- THE REQUEST
Do not include the pictures; repeat the rest of the data exactly.
--- Start of RECORDS FOR THE EXERCISE ---
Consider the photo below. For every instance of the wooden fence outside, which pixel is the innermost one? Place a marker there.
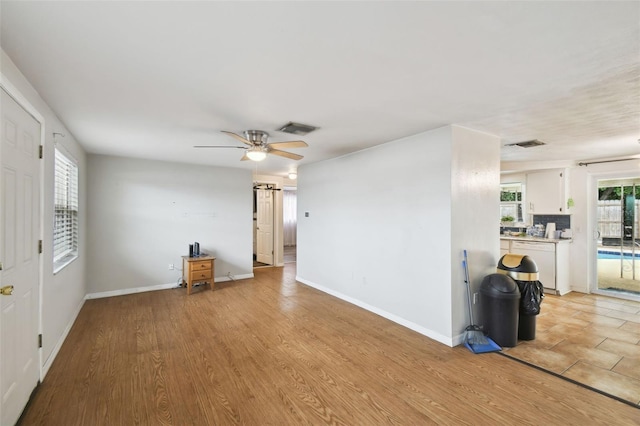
(610, 219)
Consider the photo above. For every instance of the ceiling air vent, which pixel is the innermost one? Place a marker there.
(527, 144)
(297, 128)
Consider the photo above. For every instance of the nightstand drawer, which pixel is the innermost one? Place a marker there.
(204, 264)
(200, 275)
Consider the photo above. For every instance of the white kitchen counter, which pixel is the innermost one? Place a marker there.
(551, 256)
(536, 239)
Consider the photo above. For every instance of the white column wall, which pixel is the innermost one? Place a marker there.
(380, 233)
(144, 214)
(475, 211)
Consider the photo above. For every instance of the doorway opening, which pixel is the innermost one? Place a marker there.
(263, 229)
(618, 256)
(290, 223)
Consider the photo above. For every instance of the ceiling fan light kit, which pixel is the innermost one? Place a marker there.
(257, 147)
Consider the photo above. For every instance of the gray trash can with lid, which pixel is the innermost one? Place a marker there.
(524, 271)
(500, 300)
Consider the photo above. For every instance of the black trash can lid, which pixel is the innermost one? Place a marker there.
(499, 285)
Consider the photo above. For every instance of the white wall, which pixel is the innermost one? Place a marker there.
(475, 211)
(381, 232)
(62, 295)
(144, 214)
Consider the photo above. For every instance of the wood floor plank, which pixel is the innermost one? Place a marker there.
(269, 350)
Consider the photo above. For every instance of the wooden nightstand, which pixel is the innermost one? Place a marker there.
(197, 270)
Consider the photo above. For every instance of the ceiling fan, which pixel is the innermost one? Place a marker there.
(257, 147)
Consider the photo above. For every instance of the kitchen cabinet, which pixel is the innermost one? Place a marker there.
(551, 257)
(504, 247)
(546, 192)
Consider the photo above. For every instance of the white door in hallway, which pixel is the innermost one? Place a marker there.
(264, 233)
(20, 227)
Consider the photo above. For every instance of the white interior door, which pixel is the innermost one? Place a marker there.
(19, 221)
(264, 232)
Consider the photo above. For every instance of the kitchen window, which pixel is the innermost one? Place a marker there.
(65, 226)
(511, 200)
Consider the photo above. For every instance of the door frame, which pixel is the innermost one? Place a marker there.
(592, 225)
(17, 95)
(278, 241)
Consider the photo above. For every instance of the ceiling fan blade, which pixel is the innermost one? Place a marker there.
(218, 146)
(240, 138)
(288, 144)
(285, 154)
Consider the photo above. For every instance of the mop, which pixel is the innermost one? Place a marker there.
(474, 338)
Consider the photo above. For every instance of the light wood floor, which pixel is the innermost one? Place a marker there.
(271, 351)
(592, 339)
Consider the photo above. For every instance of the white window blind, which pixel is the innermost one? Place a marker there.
(65, 228)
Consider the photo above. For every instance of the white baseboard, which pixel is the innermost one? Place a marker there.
(134, 290)
(392, 317)
(235, 277)
(49, 361)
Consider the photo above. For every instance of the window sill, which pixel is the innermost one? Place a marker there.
(62, 263)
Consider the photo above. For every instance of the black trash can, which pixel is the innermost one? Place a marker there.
(500, 300)
(524, 271)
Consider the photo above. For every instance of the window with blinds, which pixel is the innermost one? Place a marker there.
(65, 227)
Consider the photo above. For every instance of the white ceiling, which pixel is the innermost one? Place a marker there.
(152, 79)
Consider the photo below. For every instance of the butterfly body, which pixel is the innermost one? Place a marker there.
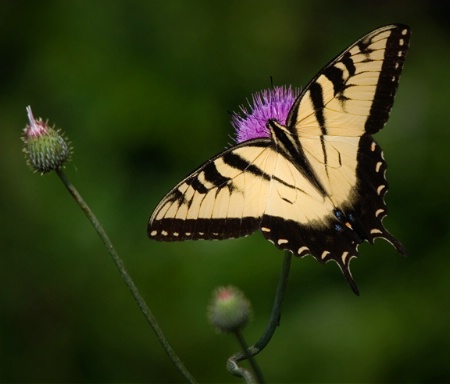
(316, 185)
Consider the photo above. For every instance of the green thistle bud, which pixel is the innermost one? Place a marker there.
(229, 310)
(45, 148)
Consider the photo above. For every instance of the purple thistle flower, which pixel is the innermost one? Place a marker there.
(46, 149)
(273, 103)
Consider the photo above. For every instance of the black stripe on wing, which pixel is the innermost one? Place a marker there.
(394, 58)
(358, 219)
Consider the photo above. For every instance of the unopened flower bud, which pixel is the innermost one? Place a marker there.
(229, 310)
(45, 148)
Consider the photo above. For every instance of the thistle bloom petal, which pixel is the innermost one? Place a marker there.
(273, 103)
(45, 148)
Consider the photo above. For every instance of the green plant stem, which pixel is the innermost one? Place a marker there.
(232, 363)
(249, 378)
(126, 278)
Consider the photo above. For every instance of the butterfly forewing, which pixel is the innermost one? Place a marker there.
(224, 198)
(317, 185)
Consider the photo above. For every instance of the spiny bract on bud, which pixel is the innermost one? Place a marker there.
(274, 103)
(229, 310)
(45, 148)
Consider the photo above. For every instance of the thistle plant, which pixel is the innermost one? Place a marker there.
(46, 149)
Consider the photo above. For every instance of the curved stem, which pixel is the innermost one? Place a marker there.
(274, 321)
(247, 375)
(126, 277)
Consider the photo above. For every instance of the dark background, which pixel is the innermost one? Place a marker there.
(143, 91)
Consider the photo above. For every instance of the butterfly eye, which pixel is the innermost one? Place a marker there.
(351, 217)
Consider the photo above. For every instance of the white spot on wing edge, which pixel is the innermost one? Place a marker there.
(344, 257)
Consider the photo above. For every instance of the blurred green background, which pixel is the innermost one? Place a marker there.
(143, 90)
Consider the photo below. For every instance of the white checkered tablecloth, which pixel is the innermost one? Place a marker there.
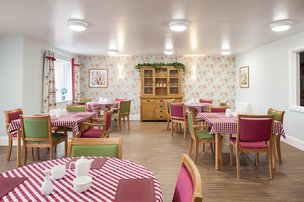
(103, 188)
(228, 125)
(199, 106)
(101, 105)
(71, 120)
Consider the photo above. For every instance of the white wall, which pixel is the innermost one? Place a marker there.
(11, 62)
(269, 82)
--- End of RECORDS FOR THE EXERCISE ---
- FULL OUTPUT
Consider the photo below. For every instance of the wooden fence outside, which pixel is the innermost one? Place a marker there.
(610, 219)
Consider the photo above. For every instance of the ceiling air vent, which pixel is the innermost one? Place a marker there.
(527, 144)
(297, 128)
Consider the photo above. For every instance of the nightstand drawer, which pixel is the innermost one? Place a marker there.
(204, 264)
(200, 275)
Consider the photo above. For every instance of the white kitchen counter, which pixel is the innermost one? Place a marker there.
(551, 256)
(536, 239)
Consider the photo above. For every instance of the white column wall, which pixel is the innermost one? Place a marker there.
(380, 233)
(144, 214)
(475, 211)
Consider the photo above. For every instance of the doorway opening, which pixel is the innermost one? Place a marker there.
(263, 229)
(618, 256)
(290, 223)
Consider the photo above. For every instance of the ceiling fan light kit, which pixel is the innermost one? Place a marker there.
(257, 147)
Consider the photo above. For every instance of the gray trash can with lid, which pixel is the innermost one? Place a marker there.
(524, 271)
(500, 300)
Consider the photo above. For every instance of the black trash can lid, which pixel is the innermost one? Place a marker there.
(499, 285)
Consider the photo above. For every instance of the white wall, which pixel is the innermost one? Place a marker there.
(475, 211)
(381, 232)
(62, 295)
(144, 214)
Consider the photo above. For every instance of the wood floor plank, which pixel is the innermost one? Place a marker there.
(269, 350)
Consider the photo above. For every instance of the wooden nightstand, which pixel is the innermost one? Place a marker there.
(197, 270)
Consider the photo above. For every instance of the ceiling fan, which pixel is the innermost one? Place a marker there.
(257, 147)
Consider the photo above. For every instance of the kitchen cabinet, which pixel is the innermost one? Place a marker there.
(551, 257)
(504, 247)
(546, 192)
Consider the photo above. For every instance of the white door in hallway, which pixel is the innermost one? Place a marker there.
(264, 233)
(20, 227)
Consider the photo above. For every instance of the white interior door, which pixel is the innermost one? Place a marker there.
(19, 221)
(264, 232)
Consider the photo above. For every instance of the kitchen window, which pixel is the innermost one? Place a marker there.
(65, 226)
(511, 200)
Consider the photo above. For every instance of the door frame, which pixel is the innermost one? Place a marker there.
(592, 225)
(17, 95)
(278, 241)
Consider the photo above. For every instance of the ceiling fan blade, which pixel is the innermost one? Place a marker there.
(218, 146)
(240, 138)
(288, 144)
(285, 154)
Consider the photo above. For every instance of the mop, which pixel is the innermost one? Place a marker there.
(474, 338)
Consider the photo above. For every instance of the light wood floor, which pixel is the innermost one? Place a marker there.
(271, 351)
(592, 339)
Consider the photo above. For every instance of the white window blind, which pixel is the innermost one? Place a marker there.
(65, 228)
Consider the photo above. For every instance of the white baseboard, which pixel is the innermost one? Place a marker there.
(134, 290)
(392, 317)
(235, 277)
(49, 361)
Consider the photo above. For every instance of the window sill, which pixel is the innermost one? Place a marker there.
(62, 263)
Consider the photo above. For every instance of the black trash can, which pixel is the innermost one? Place a marker there.
(500, 300)
(524, 271)
Consider the photo above. For every instance of the window with blinds, which pixel is the innermost one? Place a marker there.
(65, 227)
Consider the photo above. For every instance of the white ceiling, which pixel is the innermost one? Place a marker there.
(152, 79)
Consider the photo below. For every instance of the butterfly body, which pixel is the innermost one? Place a marker there.
(316, 185)
Consider the photo above. For every instance of the green thistle bud, which pixel is the innermost one? Place a marker there.
(229, 310)
(45, 148)
Consider the photo above. For every instance of the purple thistle flower, which pixel is the innermost one? Place a marker there.
(46, 149)
(273, 103)
Consider the photo above. For every instance of the black stripe on wing, which pixel is the innermost one? Place a marker there.
(394, 58)
(358, 219)
Consider the photo above. For every instance of the unopened flower bud, which pixel is the innermost one? Place a marker there.
(229, 310)
(45, 148)
Consider the photo above. For every instance of the thistle bloom petal, which pixel is the innermost one? Place a marker there.
(273, 103)
(45, 148)
Consider the photo above. For every instance of the green plant stem, which pixel is the innermost one? Place a marker there.
(232, 363)
(249, 378)
(126, 278)
Consider the photo above. For every instance of the butterfly forewing, which pixel is the innermost one? Place a marker there.
(224, 198)
(317, 185)
Consider the photo above. For every instance of the spiny bract on bud, which pixel is the innermost one? Place a marker there.
(274, 103)
(229, 310)
(45, 148)
Consider the photo above. For every instance of the thistle plant, which pixel is the innermost one? Place a marker there.
(46, 149)
Consider the photo above. For every instance of the curved stem, which pixel is the innermost one? Place a marker there.
(274, 321)
(247, 375)
(126, 277)
Consider the photo above. For every instance of the dark background, which pixel is the innermost one? Place a marker there.
(143, 91)
Consider the photo above. For every instance of the butterfly eye, which pixel is the innermost one? Place a marker there.
(351, 217)
Consider the photo above. For every instance of the white spot on wing edge, which pixel is the innermost one? Place a marker there.
(344, 257)
Consider the photo above. For every instance of the blurred green background, which pixel is the innermost one? Place a marker there.
(143, 90)
Consider the photo below. For every instance of the white checkered tablecloth, which pixel is the innermost one? Place a marker there.
(103, 188)
(228, 125)
(199, 106)
(101, 105)
(71, 120)
Consider the photo above. For every instance of the white wall, which pixel is the innermost one? Place a marker there.
(11, 62)
(269, 82)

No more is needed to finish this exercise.